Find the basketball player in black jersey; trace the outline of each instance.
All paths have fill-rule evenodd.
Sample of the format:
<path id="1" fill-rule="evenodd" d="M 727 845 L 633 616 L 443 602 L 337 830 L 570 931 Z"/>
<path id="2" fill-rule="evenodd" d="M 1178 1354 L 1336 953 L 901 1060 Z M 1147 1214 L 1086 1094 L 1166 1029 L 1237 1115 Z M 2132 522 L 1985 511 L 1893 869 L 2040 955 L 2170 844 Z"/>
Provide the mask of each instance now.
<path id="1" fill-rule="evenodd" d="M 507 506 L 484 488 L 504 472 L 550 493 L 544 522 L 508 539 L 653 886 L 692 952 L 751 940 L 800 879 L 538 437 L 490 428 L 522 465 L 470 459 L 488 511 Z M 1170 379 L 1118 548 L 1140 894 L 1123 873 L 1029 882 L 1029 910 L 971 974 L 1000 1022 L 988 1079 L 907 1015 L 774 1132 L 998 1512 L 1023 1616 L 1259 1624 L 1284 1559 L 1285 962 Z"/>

__Work required__:
Only the lines above starting at the one containing "All paths have fill-rule evenodd." and ending at the one containing "727 845 L 633", both included, are to be returned, exactly as they read.

__Result__:
All paths have fill-rule evenodd.
Sample of the format:
<path id="1" fill-rule="evenodd" d="M 727 845 L 633 616 L 443 602 L 337 830 L 570 931 Z"/>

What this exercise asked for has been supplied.